▶ Your assignment
Every line below must be reproduced exactly; no pictures are to be included.

▶ Stored dataset items
*** Begin section ***

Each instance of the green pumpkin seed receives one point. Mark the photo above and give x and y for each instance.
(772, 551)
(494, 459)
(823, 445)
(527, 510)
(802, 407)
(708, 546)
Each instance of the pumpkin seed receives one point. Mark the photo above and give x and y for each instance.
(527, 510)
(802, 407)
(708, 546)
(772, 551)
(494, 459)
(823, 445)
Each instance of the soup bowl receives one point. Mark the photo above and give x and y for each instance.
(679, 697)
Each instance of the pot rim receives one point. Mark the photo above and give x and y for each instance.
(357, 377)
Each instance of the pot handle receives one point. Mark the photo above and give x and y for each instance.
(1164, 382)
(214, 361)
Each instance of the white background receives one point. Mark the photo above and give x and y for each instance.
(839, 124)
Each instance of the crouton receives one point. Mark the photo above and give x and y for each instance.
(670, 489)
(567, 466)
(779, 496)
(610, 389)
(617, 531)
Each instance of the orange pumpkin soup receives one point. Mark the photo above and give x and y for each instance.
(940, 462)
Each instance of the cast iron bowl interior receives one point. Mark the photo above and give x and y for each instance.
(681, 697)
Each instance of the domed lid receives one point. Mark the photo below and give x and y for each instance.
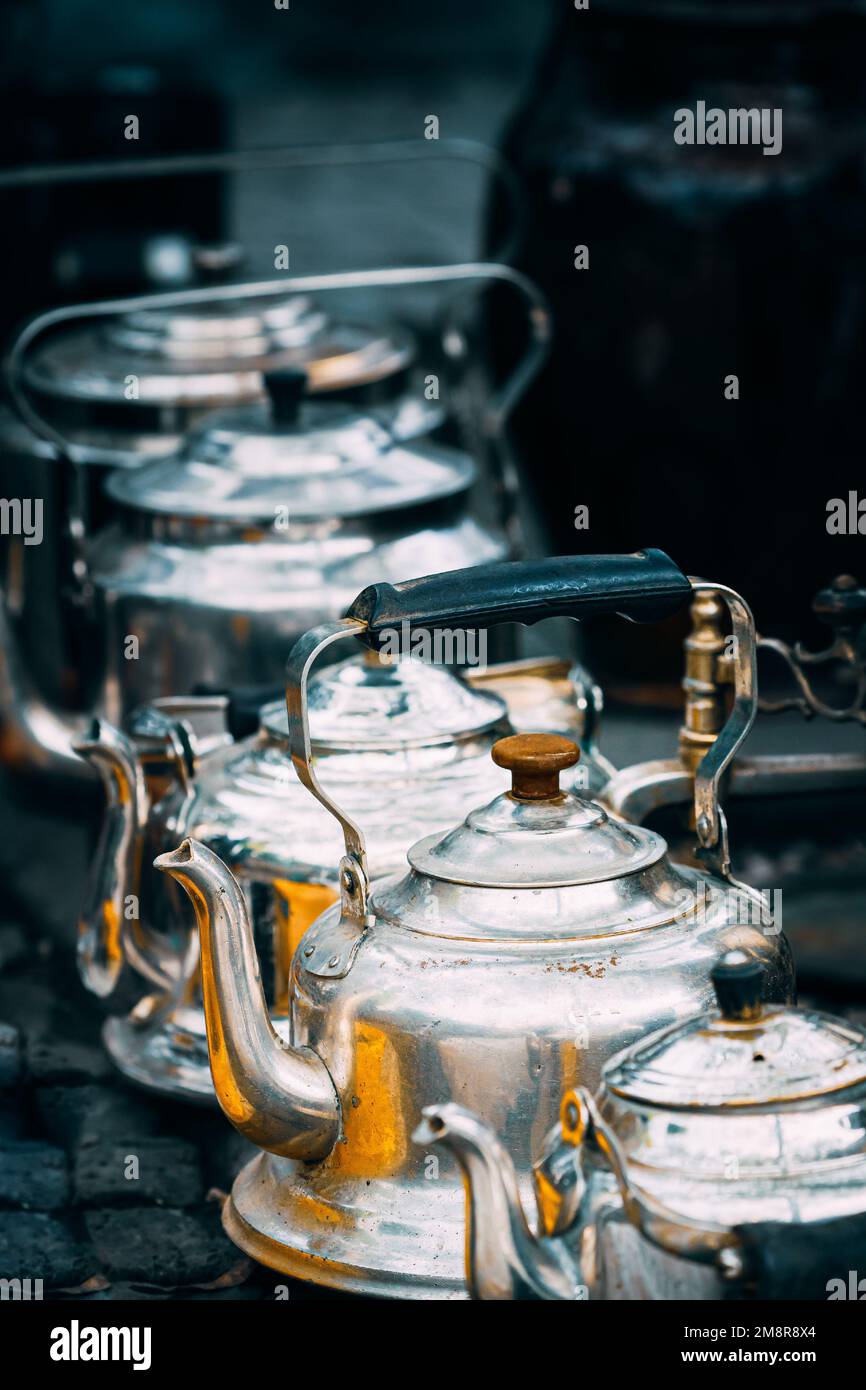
(298, 459)
(744, 1054)
(211, 353)
(380, 704)
(537, 836)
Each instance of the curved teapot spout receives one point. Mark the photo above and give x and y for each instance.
(110, 930)
(34, 737)
(114, 875)
(280, 1097)
(505, 1260)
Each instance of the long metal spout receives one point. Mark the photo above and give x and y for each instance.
(503, 1258)
(113, 883)
(110, 927)
(281, 1098)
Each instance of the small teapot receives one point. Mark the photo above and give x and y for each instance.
(723, 1157)
(517, 954)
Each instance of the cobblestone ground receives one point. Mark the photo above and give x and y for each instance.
(68, 1127)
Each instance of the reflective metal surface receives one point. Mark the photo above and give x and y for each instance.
(424, 988)
(402, 744)
(747, 1115)
(216, 583)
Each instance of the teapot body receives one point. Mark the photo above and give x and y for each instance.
(501, 1026)
(248, 805)
(730, 1178)
(223, 610)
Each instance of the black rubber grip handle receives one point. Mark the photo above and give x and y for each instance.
(811, 1261)
(642, 587)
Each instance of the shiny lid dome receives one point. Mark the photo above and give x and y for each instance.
(378, 704)
(298, 460)
(537, 836)
(211, 353)
(741, 1055)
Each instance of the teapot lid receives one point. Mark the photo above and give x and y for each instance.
(210, 353)
(298, 458)
(537, 836)
(374, 702)
(741, 1054)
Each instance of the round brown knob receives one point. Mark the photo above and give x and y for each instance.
(535, 762)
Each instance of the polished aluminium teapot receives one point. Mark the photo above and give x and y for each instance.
(516, 955)
(403, 745)
(267, 521)
(125, 391)
(723, 1157)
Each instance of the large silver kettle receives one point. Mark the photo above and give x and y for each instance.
(264, 523)
(516, 955)
(125, 389)
(403, 745)
(723, 1157)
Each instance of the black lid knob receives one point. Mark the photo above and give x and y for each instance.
(738, 983)
(287, 387)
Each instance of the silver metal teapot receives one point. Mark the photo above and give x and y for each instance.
(264, 523)
(723, 1157)
(403, 745)
(516, 955)
(127, 389)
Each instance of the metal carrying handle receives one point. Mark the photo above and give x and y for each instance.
(711, 823)
(285, 157)
(499, 407)
(642, 587)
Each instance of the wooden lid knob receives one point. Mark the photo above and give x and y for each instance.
(535, 762)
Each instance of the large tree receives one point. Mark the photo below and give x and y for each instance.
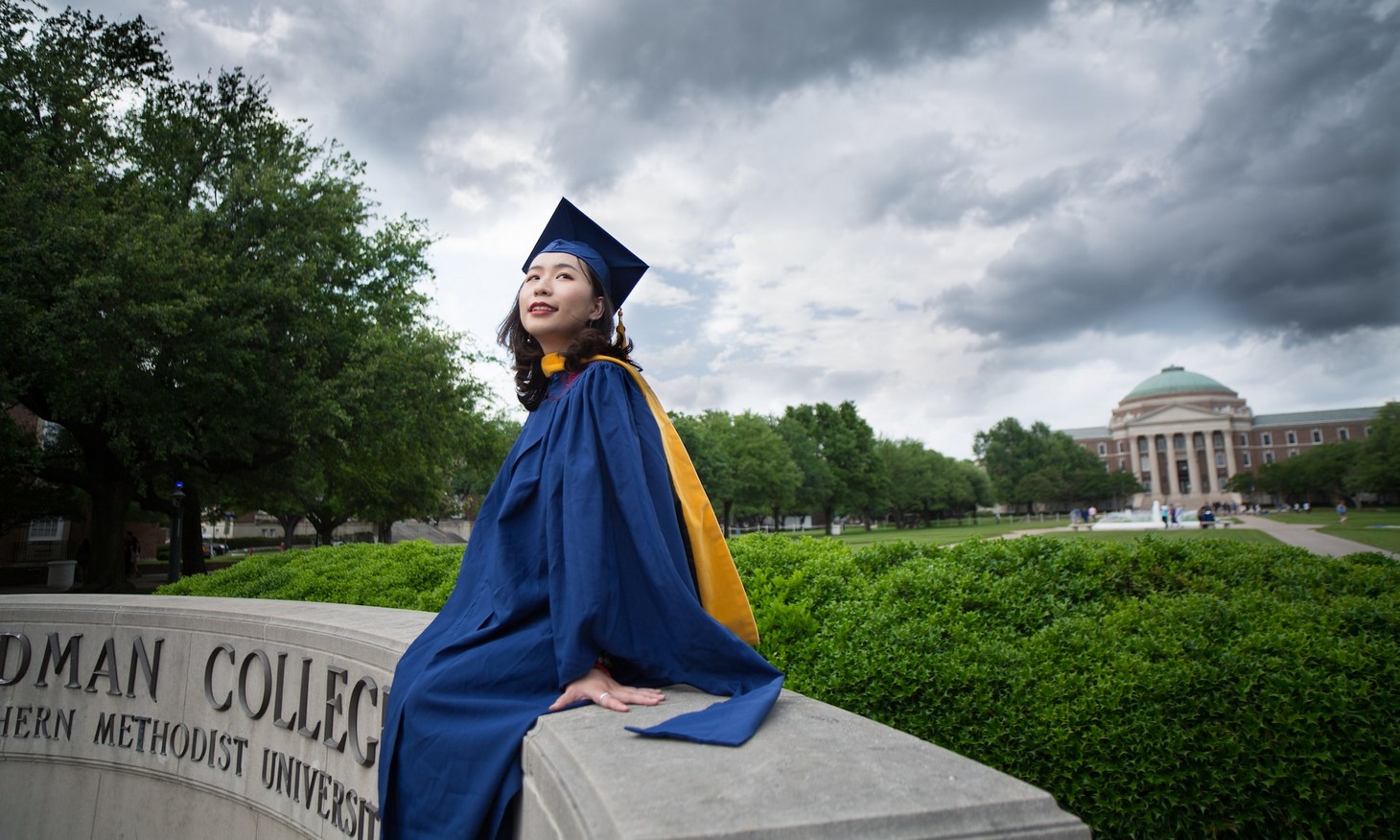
(742, 462)
(186, 274)
(846, 446)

*** End section ***

▶ Exercise output
Each instance of the green pumpkin seed receives one point. Mark the photo above and give x and y for each instance.
(772, 551)
(494, 459)
(823, 445)
(527, 510)
(802, 407)
(708, 546)
Each instance of the pumpkin seed receives one point. Mark the photo above and give x and y for each instance.
(527, 510)
(802, 407)
(708, 546)
(772, 551)
(494, 459)
(823, 445)
Each instance of the soup bowl receives one point. Mark the photo above and give x and y for each instance.
(679, 697)
Each instance of the pot rim receives one point. Mark the photo above and give x and y for each instance.
(357, 377)
Each instance of the pot handle receives one point. Mark the photo above and give x and y for each instance.
(1164, 382)
(214, 361)
Each instance of the white background receives one point. Mark the photo above and give x and y for each instance.
(839, 124)
Each instance of the crouton receives one point. Mark the photo above and give x and y for each instance.
(670, 489)
(567, 466)
(779, 496)
(610, 389)
(617, 531)
Each instance of the orange pumpkin soup receives one point. Mark the photo above and give x and y for each instance.
(940, 462)
Each instance of the cast iron bowl interior receives one point. Mark the photo above and give x and y for each instance.
(681, 697)
Each instance of the domed lid receives one point. Mark the photo below and give x and y for each instance.
(298, 459)
(744, 1054)
(211, 353)
(380, 704)
(537, 836)
Each instance of the curved teapot spout receives one point. Mark the photo above and give x and y for each instance.
(110, 930)
(34, 737)
(114, 875)
(280, 1097)
(505, 1260)
Each instance of the long metal spout receives one point. Mark the photo above and give x and y for each instance.
(503, 1258)
(113, 883)
(110, 927)
(281, 1098)
Each instance of the small teapot receives one point. Mark the photo above and give x and y for each instance.
(723, 1157)
(517, 954)
Each instance of the cobblestone ground receives one point. Mark the photo above and give x and y for each instance.
(68, 1127)
Each instance of the reflective metal surface receives one point. Mark the photo above and give x and y for each instance.
(424, 988)
(402, 744)
(747, 1115)
(216, 583)
Each instance of the teapot body receives one point. Mark the photo above and give x and y for each instance.
(501, 1026)
(248, 805)
(730, 1178)
(223, 610)
Each instance of the black rubber grip handle receives one point. Mark the photo above and give x and y for each instance.
(811, 1261)
(642, 587)
Each instance of the shiny lid dome receives one point. Mark the photo above and give x and y for each instance.
(378, 704)
(298, 460)
(537, 836)
(211, 353)
(741, 1055)
Each instance of the teapot lid receives one point. Mark the photo above and give x and y for each instance.
(210, 353)
(298, 458)
(537, 836)
(374, 702)
(741, 1054)
Each instance of the round brown knob receives one point. Mark the photo above and give x and y for each instance.
(535, 762)
Each instance of the polished aluminium teapot receives one point. Mark the photo above and give x and y for each instance.
(516, 955)
(403, 745)
(267, 521)
(125, 391)
(723, 1157)
Each instance of the large silver kettle receives one point. Mark the photo above and give x and y for each instance.
(264, 523)
(516, 955)
(125, 389)
(403, 745)
(723, 1157)
Each instance of the black lid knob receives one point. Mark the photo above and give x and y for each instance.
(738, 983)
(287, 387)
Each instance of the silver metal teapot receives one point. Mark the photo above and give x and y for each instance.
(264, 523)
(723, 1157)
(403, 745)
(516, 955)
(127, 389)
Each instance of the metal carrying handle receives one point. Mark the photo above and give x and y for each instance.
(711, 823)
(285, 157)
(499, 407)
(642, 587)
Each instance of the wooden lid knob receives one point. Mark the photo above and give x and y for each instance.
(535, 762)
Each instance of the large tree receives one point. Mark the photo below and give x and y for each instance.
(742, 462)
(186, 274)
(846, 446)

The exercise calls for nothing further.